====== DATASET ENTRIES ======

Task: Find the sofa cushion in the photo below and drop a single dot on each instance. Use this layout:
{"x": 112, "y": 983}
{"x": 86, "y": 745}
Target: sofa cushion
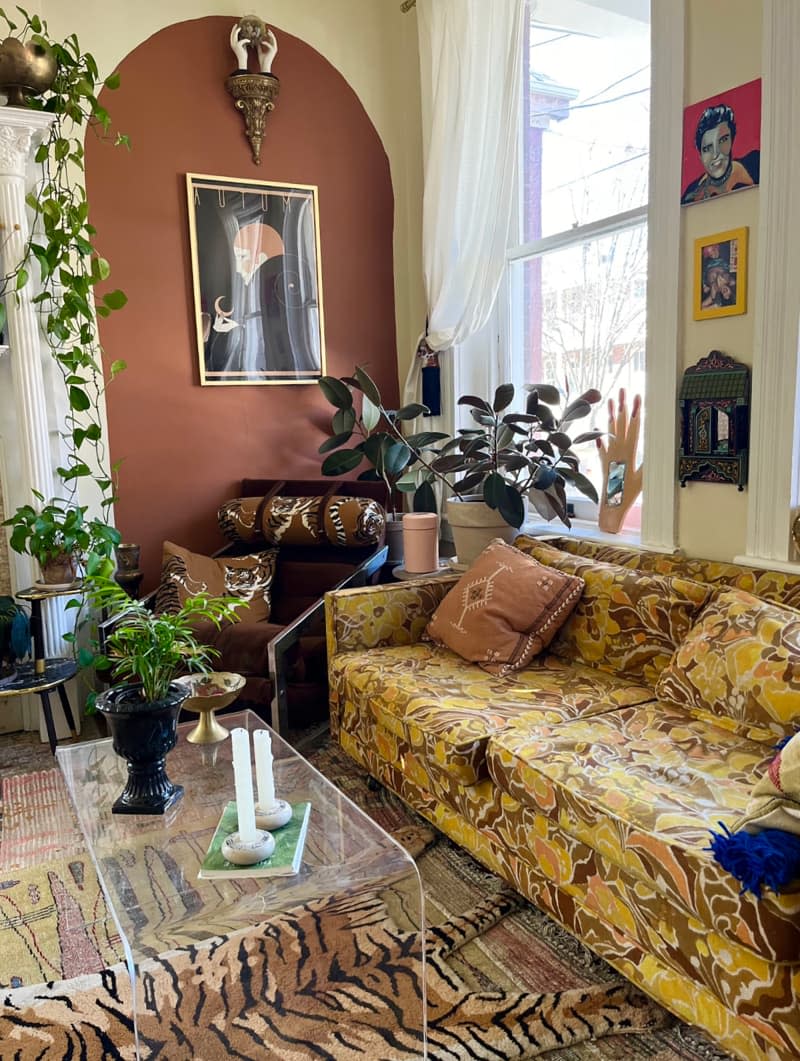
{"x": 644, "y": 786}
{"x": 449, "y": 709}
{"x": 740, "y": 665}
{"x": 505, "y": 609}
{"x": 626, "y": 622}
{"x": 186, "y": 574}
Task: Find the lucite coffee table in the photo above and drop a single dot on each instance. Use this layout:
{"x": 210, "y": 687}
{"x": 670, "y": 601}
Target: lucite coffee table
{"x": 148, "y": 866}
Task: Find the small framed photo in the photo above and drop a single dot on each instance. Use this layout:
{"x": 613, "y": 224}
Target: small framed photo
{"x": 720, "y": 275}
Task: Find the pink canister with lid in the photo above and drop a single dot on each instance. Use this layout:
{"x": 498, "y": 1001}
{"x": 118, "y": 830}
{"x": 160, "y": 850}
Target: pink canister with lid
{"x": 420, "y": 542}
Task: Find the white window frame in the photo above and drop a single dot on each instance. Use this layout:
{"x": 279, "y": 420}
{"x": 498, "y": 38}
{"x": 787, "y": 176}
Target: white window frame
{"x": 774, "y": 476}
{"x": 662, "y": 213}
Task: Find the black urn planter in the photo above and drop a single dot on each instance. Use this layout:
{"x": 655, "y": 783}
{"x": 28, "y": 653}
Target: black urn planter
{"x": 142, "y": 734}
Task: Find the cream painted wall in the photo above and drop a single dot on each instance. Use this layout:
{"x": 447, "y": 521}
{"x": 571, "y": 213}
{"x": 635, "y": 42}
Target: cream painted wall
{"x": 369, "y": 41}
{"x": 723, "y": 51}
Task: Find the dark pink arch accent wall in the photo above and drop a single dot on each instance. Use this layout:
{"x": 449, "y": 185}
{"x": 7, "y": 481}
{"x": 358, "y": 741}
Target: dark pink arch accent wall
{"x": 185, "y": 447}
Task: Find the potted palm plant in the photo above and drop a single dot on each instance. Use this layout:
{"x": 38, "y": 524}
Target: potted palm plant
{"x": 148, "y": 651}
{"x": 510, "y": 457}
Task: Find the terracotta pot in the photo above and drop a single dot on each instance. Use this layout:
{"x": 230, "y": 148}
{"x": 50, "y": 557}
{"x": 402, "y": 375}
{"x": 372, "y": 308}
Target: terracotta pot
{"x": 25, "y": 70}
{"x": 61, "y": 571}
{"x": 474, "y": 525}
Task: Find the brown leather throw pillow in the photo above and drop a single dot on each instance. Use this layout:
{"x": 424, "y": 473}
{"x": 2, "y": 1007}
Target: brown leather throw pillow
{"x": 505, "y": 609}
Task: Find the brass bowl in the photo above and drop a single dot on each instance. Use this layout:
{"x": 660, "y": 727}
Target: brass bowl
{"x": 208, "y": 693}
{"x": 25, "y": 70}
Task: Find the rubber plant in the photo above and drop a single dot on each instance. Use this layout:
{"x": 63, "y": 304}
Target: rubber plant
{"x": 366, "y": 431}
{"x": 62, "y": 251}
{"x": 506, "y": 456}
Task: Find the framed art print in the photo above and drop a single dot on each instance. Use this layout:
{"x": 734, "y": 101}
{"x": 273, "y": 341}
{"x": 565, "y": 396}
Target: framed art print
{"x": 722, "y": 144}
{"x": 720, "y": 275}
{"x": 258, "y": 292}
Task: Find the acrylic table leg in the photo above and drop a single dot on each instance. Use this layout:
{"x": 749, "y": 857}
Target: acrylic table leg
{"x": 67, "y": 710}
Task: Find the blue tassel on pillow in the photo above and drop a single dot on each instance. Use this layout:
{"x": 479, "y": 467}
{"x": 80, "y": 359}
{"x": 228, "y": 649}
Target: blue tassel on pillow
{"x": 769, "y": 858}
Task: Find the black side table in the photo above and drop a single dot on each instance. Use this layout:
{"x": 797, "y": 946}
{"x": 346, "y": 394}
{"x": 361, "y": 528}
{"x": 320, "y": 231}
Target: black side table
{"x": 27, "y": 679}
{"x": 42, "y": 675}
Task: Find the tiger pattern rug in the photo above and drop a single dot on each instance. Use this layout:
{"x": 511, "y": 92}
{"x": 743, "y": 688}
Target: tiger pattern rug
{"x": 332, "y": 980}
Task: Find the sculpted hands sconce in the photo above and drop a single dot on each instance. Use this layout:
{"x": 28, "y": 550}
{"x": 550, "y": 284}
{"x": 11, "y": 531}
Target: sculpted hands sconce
{"x": 254, "y": 93}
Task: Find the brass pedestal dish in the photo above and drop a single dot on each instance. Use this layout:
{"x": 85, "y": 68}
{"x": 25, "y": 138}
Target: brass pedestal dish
{"x": 209, "y": 693}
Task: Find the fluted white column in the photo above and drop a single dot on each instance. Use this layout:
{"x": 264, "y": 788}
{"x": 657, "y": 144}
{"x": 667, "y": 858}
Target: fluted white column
{"x": 20, "y": 133}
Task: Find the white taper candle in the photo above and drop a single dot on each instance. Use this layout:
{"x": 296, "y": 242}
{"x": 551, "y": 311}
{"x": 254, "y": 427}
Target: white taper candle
{"x": 240, "y": 740}
{"x": 262, "y": 744}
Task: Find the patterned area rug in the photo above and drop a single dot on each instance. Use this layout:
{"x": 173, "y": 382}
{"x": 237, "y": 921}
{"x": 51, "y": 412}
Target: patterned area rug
{"x": 523, "y": 953}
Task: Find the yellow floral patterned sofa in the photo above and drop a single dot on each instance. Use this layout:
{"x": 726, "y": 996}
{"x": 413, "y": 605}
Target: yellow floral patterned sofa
{"x": 591, "y": 779}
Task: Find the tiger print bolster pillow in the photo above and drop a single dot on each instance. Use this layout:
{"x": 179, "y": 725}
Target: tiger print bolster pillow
{"x": 504, "y": 610}
{"x": 186, "y": 574}
{"x": 238, "y": 519}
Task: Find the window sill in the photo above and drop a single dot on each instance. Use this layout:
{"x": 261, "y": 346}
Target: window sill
{"x": 788, "y": 567}
{"x": 585, "y": 529}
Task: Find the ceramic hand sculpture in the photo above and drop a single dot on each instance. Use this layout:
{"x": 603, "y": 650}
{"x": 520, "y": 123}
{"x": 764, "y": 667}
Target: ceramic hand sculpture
{"x": 267, "y": 49}
{"x": 622, "y": 481}
{"x": 250, "y": 32}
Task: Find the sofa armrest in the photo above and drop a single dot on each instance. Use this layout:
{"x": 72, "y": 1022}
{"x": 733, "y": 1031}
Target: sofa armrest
{"x": 289, "y": 637}
{"x": 394, "y": 614}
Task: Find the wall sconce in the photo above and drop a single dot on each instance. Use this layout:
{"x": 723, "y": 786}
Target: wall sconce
{"x": 254, "y": 93}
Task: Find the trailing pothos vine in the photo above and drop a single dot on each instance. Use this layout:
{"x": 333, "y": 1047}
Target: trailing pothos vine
{"x": 61, "y": 248}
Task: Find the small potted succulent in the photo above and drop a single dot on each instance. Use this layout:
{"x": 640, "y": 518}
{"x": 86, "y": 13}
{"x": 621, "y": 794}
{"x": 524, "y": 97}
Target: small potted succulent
{"x": 148, "y": 651}
{"x": 490, "y": 470}
{"x": 59, "y": 537}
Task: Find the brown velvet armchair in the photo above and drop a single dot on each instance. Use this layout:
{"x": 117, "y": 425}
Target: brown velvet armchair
{"x": 323, "y": 536}
{"x": 300, "y": 538}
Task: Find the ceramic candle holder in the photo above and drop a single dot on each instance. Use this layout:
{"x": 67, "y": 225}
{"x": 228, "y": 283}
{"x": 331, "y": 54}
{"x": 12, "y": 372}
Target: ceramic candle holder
{"x": 275, "y": 816}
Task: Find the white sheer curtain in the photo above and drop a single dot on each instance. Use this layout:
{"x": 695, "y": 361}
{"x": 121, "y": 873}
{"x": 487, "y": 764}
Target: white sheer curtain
{"x": 470, "y": 57}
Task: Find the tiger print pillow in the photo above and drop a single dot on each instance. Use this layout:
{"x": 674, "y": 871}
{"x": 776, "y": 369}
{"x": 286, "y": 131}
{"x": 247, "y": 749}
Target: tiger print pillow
{"x": 186, "y": 574}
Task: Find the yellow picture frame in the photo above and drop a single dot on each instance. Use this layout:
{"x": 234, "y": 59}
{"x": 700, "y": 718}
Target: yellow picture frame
{"x": 720, "y": 275}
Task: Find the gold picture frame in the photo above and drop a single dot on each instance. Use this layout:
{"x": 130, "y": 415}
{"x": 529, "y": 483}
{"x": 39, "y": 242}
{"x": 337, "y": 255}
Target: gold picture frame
{"x": 720, "y": 275}
{"x": 257, "y": 280}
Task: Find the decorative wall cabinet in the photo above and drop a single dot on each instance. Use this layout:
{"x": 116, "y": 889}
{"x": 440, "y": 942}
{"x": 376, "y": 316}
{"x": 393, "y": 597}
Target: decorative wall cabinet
{"x": 714, "y": 421}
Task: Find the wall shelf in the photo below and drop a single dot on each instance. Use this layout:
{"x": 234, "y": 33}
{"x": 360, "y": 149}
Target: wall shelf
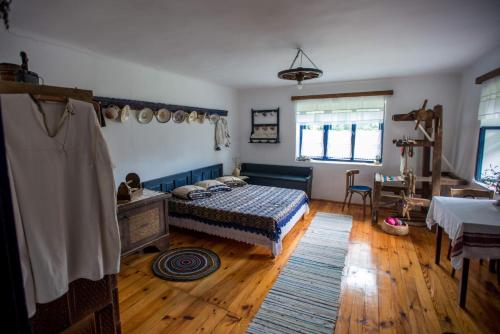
{"x": 138, "y": 105}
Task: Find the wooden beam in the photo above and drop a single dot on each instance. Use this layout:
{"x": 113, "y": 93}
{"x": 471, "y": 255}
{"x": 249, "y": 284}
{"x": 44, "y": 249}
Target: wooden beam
{"x": 488, "y": 76}
{"x": 338, "y": 95}
{"x": 11, "y": 87}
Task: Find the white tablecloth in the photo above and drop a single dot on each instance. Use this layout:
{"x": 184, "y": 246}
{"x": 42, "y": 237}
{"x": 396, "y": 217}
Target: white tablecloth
{"x": 473, "y": 225}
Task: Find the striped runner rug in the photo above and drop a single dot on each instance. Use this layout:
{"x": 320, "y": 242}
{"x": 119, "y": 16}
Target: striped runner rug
{"x": 305, "y": 296}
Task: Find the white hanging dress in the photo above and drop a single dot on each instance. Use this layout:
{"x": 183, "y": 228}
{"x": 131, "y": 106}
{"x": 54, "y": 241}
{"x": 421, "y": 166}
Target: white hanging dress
{"x": 63, "y": 194}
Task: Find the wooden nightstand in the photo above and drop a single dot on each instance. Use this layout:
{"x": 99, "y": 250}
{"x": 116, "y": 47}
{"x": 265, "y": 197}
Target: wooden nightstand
{"x": 143, "y": 222}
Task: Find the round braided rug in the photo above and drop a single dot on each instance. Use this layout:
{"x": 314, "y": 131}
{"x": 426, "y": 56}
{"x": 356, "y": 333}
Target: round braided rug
{"x": 185, "y": 264}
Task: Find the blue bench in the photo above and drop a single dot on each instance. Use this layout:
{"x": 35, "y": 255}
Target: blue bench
{"x": 279, "y": 176}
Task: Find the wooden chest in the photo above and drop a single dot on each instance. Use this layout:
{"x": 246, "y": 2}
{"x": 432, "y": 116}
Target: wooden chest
{"x": 143, "y": 222}
{"x": 89, "y": 307}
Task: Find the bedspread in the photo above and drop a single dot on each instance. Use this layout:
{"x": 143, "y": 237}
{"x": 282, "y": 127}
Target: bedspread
{"x": 258, "y": 209}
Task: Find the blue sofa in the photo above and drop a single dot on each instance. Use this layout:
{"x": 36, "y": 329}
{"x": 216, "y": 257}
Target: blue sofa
{"x": 279, "y": 176}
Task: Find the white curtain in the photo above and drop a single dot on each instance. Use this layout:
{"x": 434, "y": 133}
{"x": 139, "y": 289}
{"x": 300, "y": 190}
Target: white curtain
{"x": 489, "y": 106}
{"x": 343, "y": 110}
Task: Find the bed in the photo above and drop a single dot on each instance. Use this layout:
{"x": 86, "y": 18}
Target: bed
{"x": 254, "y": 214}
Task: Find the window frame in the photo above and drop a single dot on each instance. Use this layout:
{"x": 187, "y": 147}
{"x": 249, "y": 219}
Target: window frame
{"x": 480, "y": 150}
{"x": 326, "y": 128}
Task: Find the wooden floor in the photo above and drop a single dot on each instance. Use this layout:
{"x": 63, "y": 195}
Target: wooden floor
{"x": 391, "y": 285}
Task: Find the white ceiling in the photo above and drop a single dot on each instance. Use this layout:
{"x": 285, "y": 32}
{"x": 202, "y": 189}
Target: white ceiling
{"x": 243, "y": 44}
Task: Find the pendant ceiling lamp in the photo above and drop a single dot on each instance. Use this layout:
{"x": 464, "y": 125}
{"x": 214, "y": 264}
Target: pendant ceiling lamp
{"x": 300, "y": 73}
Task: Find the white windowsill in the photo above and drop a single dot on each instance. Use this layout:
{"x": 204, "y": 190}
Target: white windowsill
{"x": 351, "y": 163}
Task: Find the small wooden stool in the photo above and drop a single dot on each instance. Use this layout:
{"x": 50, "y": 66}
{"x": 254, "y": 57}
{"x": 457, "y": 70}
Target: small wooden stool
{"x": 351, "y": 188}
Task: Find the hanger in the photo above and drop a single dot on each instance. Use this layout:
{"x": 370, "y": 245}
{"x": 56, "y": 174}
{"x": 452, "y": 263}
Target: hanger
{"x": 50, "y": 98}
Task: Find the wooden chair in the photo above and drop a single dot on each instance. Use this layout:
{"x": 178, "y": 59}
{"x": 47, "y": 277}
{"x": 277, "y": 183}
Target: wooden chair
{"x": 351, "y": 188}
{"x": 471, "y": 193}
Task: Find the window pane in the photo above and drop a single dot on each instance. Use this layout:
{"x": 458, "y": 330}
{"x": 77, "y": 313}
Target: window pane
{"x": 339, "y": 141}
{"x": 491, "y": 156}
{"x": 312, "y": 141}
{"x": 368, "y": 141}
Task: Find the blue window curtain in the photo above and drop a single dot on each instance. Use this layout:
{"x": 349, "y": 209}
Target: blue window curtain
{"x": 364, "y": 116}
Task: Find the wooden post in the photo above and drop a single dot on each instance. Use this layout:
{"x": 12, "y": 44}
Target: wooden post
{"x": 377, "y": 185}
{"x": 438, "y": 150}
{"x": 439, "y": 237}
{"x": 462, "y": 290}
{"x": 426, "y": 160}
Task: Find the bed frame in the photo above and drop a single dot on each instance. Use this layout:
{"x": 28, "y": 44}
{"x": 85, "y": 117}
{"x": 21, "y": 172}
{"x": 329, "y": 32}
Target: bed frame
{"x": 169, "y": 183}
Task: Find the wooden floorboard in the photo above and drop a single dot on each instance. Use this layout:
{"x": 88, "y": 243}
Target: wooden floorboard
{"x": 390, "y": 285}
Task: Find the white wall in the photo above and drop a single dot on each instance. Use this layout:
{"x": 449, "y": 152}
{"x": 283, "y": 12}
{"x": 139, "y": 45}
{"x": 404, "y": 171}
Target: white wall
{"x": 151, "y": 150}
{"x": 329, "y": 178}
{"x": 467, "y": 130}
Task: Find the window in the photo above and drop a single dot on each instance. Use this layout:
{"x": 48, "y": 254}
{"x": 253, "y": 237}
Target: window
{"x": 488, "y": 156}
{"x": 341, "y": 129}
{"x": 488, "y": 153}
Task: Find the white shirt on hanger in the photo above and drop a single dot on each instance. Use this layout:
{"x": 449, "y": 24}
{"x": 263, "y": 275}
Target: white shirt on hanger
{"x": 63, "y": 194}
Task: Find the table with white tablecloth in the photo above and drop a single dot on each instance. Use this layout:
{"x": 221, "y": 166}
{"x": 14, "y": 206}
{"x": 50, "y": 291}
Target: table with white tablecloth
{"x": 473, "y": 226}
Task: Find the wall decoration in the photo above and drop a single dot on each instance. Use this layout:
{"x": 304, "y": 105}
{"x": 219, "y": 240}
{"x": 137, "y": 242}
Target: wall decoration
{"x": 163, "y": 115}
{"x": 145, "y": 116}
{"x": 265, "y": 126}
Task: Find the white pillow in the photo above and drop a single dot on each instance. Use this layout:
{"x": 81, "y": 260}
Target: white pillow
{"x": 213, "y": 185}
{"x": 191, "y": 192}
{"x": 231, "y": 181}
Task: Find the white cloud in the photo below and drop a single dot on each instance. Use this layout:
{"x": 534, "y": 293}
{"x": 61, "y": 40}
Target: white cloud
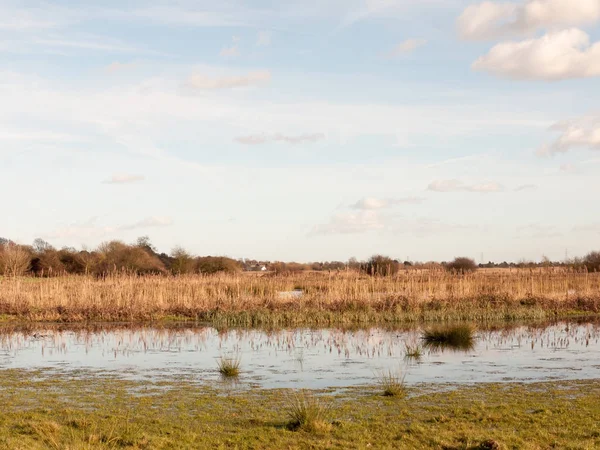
{"x": 230, "y": 52}
{"x": 537, "y": 231}
{"x": 456, "y": 186}
{"x": 120, "y": 67}
{"x": 554, "y": 56}
{"x": 590, "y": 228}
{"x": 351, "y": 223}
{"x": 89, "y": 228}
{"x": 124, "y": 179}
{"x": 203, "y": 82}
{"x": 406, "y": 47}
{"x": 264, "y": 38}
{"x": 568, "y": 168}
{"x": 526, "y": 187}
{"x": 371, "y": 203}
{"x": 489, "y": 20}
{"x": 149, "y": 222}
{"x": 263, "y": 139}
{"x": 583, "y": 132}
{"x": 365, "y": 221}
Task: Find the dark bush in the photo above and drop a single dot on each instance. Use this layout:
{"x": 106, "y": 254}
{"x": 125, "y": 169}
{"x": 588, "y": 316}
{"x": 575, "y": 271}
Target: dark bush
{"x": 115, "y": 256}
{"x": 379, "y": 265}
{"x": 215, "y": 264}
{"x": 462, "y": 264}
{"x": 592, "y": 262}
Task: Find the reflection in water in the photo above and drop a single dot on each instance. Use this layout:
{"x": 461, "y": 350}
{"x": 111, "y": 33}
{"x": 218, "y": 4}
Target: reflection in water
{"x": 454, "y": 338}
{"x": 305, "y": 357}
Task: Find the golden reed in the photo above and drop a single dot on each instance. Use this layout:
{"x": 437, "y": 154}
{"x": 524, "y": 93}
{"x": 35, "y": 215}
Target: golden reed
{"x": 326, "y": 298}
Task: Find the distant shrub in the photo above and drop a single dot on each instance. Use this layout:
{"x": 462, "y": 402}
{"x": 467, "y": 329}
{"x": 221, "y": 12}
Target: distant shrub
{"x": 215, "y": 264}
{"x": 115, "y": 256}
{"x": 462, "y": 264}
{"x": 14, "y": 259}
{"x": 47, "y": 263}
{"x": 181, "y": 262}
{"x": 291, "y": 267}
{"x": 592, "y": 261}
{"x": 379, "y": 265}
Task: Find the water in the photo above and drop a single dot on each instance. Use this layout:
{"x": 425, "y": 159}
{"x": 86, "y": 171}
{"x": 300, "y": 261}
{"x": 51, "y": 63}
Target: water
{"x": 305, "y": 358}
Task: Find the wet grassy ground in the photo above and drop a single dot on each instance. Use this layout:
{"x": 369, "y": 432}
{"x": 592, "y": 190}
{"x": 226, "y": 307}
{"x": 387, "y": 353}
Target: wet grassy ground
{"x": 85, "y": 410}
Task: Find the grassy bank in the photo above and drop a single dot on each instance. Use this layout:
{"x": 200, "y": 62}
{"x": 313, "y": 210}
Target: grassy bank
{"x": 87, "y": 411}
{"x": 339, "y": 298}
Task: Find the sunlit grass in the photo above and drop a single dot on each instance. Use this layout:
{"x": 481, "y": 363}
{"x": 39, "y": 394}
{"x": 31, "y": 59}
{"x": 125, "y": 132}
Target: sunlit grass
{"x": 307, "y": 412}
{"x": 229, "y": 367}
{"x": 457, "y": 337}
{"x": 392, "y": 383}
{"x": 337, "y": 298}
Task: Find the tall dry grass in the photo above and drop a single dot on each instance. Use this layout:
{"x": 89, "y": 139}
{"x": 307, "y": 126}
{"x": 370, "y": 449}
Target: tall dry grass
{"x": 345, "y": 297}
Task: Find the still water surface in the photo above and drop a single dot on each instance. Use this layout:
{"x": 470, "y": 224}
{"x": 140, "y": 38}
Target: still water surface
{"x": 306, "y": 358}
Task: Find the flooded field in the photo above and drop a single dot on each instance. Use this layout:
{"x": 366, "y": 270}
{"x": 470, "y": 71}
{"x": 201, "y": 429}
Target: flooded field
{"x": 307, "y": 358}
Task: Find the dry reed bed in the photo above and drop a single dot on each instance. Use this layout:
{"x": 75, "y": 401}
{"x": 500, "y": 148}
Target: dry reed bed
{"x": 344, "y": 297}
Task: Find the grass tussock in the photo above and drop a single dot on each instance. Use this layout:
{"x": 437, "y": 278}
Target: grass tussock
{"x": 457, "y": 337}
{"x": 307, "y": 412}
{"x": 392, "y": 383}
{"x": 414, "y": 352}
{"x": 229, "y": 367}
{"x": 343, "y": 298}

======

### THE PROBLEM
Reproduce the records exactly, starting with their first line and ending with the line that contains "Task: Find the lucite", though pictures should be dropped.

### PROBLEM SOLUTION
Task: Find the sofa cushion in the photo below and drop a single dot on each instance. Use this layout:
{"x": 112, "y": 983}
{"x": 86, "y": 745}
Target: sofa cushion
{"x": 644, "y": 786}
{"x": 449, "y": 709}
{"x": 740, "y": 665}
{"x": 505, "y": 609}
{"x": 626, "y": 622}
{"x": 186, "y": 574}
Task: Find the lucite coffee table in the photo above and drop a single dot on each instance. Use this layout:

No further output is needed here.